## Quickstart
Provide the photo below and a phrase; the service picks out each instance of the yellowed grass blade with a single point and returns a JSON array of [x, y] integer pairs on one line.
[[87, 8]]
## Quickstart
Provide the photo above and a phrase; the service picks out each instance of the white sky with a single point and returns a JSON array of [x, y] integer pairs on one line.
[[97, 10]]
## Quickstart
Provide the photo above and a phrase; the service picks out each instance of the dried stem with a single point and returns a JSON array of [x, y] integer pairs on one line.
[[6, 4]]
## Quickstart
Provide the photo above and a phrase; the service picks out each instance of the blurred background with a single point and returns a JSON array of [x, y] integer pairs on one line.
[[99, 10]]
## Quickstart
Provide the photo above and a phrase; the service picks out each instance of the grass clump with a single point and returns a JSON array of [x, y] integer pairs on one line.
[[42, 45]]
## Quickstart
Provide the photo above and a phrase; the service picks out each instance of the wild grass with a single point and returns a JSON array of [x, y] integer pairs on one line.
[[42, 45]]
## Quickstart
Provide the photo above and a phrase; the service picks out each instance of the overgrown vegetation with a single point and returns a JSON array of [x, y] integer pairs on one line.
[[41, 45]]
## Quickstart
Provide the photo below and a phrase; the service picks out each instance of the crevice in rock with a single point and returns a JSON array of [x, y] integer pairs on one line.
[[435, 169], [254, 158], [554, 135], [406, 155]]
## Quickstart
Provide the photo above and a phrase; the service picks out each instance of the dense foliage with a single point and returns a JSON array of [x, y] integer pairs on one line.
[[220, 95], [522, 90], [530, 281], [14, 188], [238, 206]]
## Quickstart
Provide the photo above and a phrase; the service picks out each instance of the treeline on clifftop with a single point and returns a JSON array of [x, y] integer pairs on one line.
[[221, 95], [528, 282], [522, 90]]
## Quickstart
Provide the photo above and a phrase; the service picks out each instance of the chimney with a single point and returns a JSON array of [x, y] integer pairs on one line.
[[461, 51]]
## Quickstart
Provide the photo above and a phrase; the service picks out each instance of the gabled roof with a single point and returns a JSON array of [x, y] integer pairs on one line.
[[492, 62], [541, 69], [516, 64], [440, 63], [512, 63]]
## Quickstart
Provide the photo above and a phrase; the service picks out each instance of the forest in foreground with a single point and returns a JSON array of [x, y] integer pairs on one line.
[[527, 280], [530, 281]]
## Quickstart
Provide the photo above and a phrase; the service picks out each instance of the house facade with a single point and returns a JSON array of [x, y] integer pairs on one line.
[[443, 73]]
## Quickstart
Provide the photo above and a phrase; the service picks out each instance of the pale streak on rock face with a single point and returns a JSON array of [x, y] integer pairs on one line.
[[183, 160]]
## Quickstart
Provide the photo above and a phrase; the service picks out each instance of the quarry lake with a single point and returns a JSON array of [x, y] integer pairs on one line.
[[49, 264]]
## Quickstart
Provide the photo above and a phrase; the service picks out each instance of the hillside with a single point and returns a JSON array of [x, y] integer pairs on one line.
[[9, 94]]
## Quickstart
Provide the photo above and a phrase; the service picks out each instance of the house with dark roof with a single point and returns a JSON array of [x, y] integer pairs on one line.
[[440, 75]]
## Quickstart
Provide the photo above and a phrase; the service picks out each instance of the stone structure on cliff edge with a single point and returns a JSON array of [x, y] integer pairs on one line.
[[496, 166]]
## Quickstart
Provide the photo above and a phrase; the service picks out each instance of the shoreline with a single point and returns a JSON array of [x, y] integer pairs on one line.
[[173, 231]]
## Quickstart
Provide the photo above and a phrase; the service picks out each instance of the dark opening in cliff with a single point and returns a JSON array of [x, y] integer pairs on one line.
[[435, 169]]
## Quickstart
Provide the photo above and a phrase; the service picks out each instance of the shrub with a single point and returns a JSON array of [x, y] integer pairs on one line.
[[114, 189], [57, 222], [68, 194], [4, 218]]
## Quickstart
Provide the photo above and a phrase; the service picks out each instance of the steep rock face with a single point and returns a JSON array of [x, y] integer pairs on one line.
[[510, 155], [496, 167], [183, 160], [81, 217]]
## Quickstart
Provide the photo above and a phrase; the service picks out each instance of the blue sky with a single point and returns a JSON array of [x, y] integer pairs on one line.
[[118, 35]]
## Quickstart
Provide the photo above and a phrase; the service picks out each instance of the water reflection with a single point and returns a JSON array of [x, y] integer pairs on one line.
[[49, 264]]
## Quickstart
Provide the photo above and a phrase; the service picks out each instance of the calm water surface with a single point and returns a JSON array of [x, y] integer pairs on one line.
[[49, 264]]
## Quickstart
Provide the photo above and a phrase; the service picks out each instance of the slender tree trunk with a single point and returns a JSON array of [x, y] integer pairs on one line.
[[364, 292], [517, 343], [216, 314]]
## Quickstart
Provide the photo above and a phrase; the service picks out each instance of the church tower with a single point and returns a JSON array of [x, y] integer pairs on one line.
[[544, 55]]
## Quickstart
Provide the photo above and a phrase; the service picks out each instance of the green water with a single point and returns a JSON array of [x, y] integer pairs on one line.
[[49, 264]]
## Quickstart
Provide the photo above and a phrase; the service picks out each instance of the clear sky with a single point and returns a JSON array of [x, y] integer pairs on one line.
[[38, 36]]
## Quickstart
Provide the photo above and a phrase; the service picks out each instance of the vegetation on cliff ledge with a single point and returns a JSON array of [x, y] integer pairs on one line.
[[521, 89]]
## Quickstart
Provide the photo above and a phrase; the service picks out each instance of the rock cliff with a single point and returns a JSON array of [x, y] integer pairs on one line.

☆ ☆ ☆ ☆

* SHORT PROBLEM
Transcribe all the entries, keeping each one exactly as it is.

* COMPLETE OUTPUT
## Quickstart
Provide the photo below and a phrase; the service picks out each instance of the yellowed grass blade with a single point and returns a JSON array of [x, y] integer pairs on one line.
[[87, 8]]
## Quickstart
Provide the photo above and a phrase; the service picks out each instance of the white sky with a single point and returns a JSON array of [x, y] integer pairs on one line.
[[97, 10]]
## Quickstart
Provide the photo above and a phrase; the service picks out each instance of the dried stem with a single point and returns a JSON array of [x, y] integer pairs on one line.
[[6, 4]]
## Quickstart
Provide the photo above and a phrase; the service picks out each instance of the blurred background with a single point and returns a JSON array of [x, y] integer pairs on one line.
[[99, 10]]
## Quickstart
Provide the photo above and a phrase; the service picks out each instance of the grass clump with a single point and returns a JSON array of [x, y] integer pairs on one line.
[[42, 45]]
## Quickstart
Provide the photo above and a phrase; the service picks out each instance of the wild grass with a single point and returns a JSON array of [x, y] integer pairs on one line.
[[42, 45]]
## Quickstart
Provide the photo above and a phrase; the service picks out each instance of the overgrown vegetation with a single point and returns a JSON array of [x, y] integer pairs on one line.
[[41, 45]]
## Quickstart
Provide the photo below and a phrase; the service picks out each instance of the crevice in rock with a single point and returns a JSON array of [x, y] integer pairs on one line.
[[435, 169], [254, 158], [554, 135], [406, 155]]
## Quickstart
Provide the photo above and a phrase; the service picks out each instance of the dense foliage with a single point and returns a JSON array of [x, y] integer pairs on one line.
[[220, 95], [522, 90], [530, 281], [14, 188], [238, 206]]
## Quickstart
Provide the photo above and a phrase; the service picks out each instance of the treeline on clifftop with a single point and returns a JSON array of [x, y] integer pairs on one line.
[[221, 95], [528, 282], [522, 90]]
## Quickstart
Provide the photo above and a phrase; the service picks out each instance of the chimney with a single point and returns a JSON array of [x, y] integer pairs on one line.
[[461, 51]]
## Quickstart
Provide the photo above and a phrase; the service picks out each instance of the gabled roof with a single point and returns a JSON array of [x, y] integer pairs on one line.
[[492, 62], [541, 69], [516, 64], [440, 63], [512, 63]]
## Quickstart
Provide the photo above and a phrase; the service picks out each instance of the forest in foreground with a single point and returns a JSON array of [x, y] integer pairs on one line.
[[527, 280], [530, 281]]
## Quickstart
Provide the photo above and a phrase; the service picks out each instance of the house facade with a single point and returns a JSON array of [x, y] integer pairs on one line.
[[443, 73]]
## Quickstart
Provide the photo above and a phrase; the service picks out each instance of the pale streak on rock face with a single point and returns a JSON array of [x, y] integer pairs on one line.
[[183, 160]]
## Quickstart
Provide the photo above and a phrase; the service picks out each instance of the quarry lake with a single point and returns a JSON array of [x, y] integer pairs on one line.
[[49, 264]]
## Quickstart
Provide the photo above and a phrase; the service picks out each instance of the hillside with a single point and returns a JSON array of [x, y] integer pairs on one line.
[[9, 94]]
## Quickstart
Provide the photo above and a phrase; the service picks out each instance of the house with dark roof with a single point and returns a JSON array of [x, y] integer pairs on one line.
[[440, 75]]
## Quickstart
Provide the photo above and a phrase; the service picks out each instance of the stone structure on cliff edge with a single point and returns a JSON array of [x, y] integer pairs on one line.
[[496, 166]]
## Quickstart
Provide the photo above and a phrase; the service picks out each instance of the shoreline with a single point and returns a JSON array of [x, y] integer pairs on one line.
[[173, 231]]
## Quickstart
Provide the photo above and a phrase; the service picks out each instance of the dark opening in cliff with a single point and returns a JSON array of [x, y] integer pairs on one line.
[[435, 169]]
## Quickstart
Provide the photo above and a phrase; the service picks out each instance of the shrub with a single point and returns a JSON array of [x, y] integer pairs on one line.
[[114, 189], [57, 222], [68, 194], [4, 218]]
## Quickstart
Provide the photo above and a phrase; the service picks out each instance of the steep rock face with a single point and returns a JSON array of [x, y] integer pairs on one line.
[[510, 155], [496, 167], [183, 160], [81, 217]]
## Quickstart
Provide the photo above and a phrase; the service picks out each instance of the blue sky with a single point and returns a JSON array of [x, y] integer pairs on one line.
[[118, 35]]
## Quickstart
Provide the photo above and a phrase; the service picks out each instance of the water reflection with a single point and returns a JSON array of [x, y] integer pairs on one line.
[[49, 264]]
## Quickstart
Provide the photo above and a phrase; the service picks out each instance of the calm water surface with a single point and returns a JSON array of [x, y] integer pairs on one line.
[[49, 264]]
## Quickstart
Provide the photo above and a phrase; the service picks out each instance of the slender tree trunk with a single point and returns a JSON array of [x, y] integer pairs on one line.
[[364, 292], [517, 343], [216, 314]]
## Quickstart
Provide the photo above and a phrase; the service picks out each instance of the church tower with a single point and returns a JSON array of [x, y] integer pairs on one line.
[[544, 55]]
## Quickstart
Provide the photo above and a phrase; the service picks out each instance of the green water with a single point and returns a JSON array of [x, y] integer pairs on one line.
[[49, 264]]
## Quickstart
Provide the photo above and a phrase; the service picks out each instance of the clear sky with a single point and returns a JSON array of [x, y] integer pairs on one line.
[[38, 36]]
## Quickstart
Provide the photo above and a phrase; the service picks out each instance of the vegetation on cliff ledge with a single point and returns a JSON array of [x, y] integer pairs on one line.
[[521, 89]]
## Quickstart
Provide the photo above and a phrase; the service picks out each instance of the rock cliff with a single point and returns a JSON array of [x, y] integer pairs on one line.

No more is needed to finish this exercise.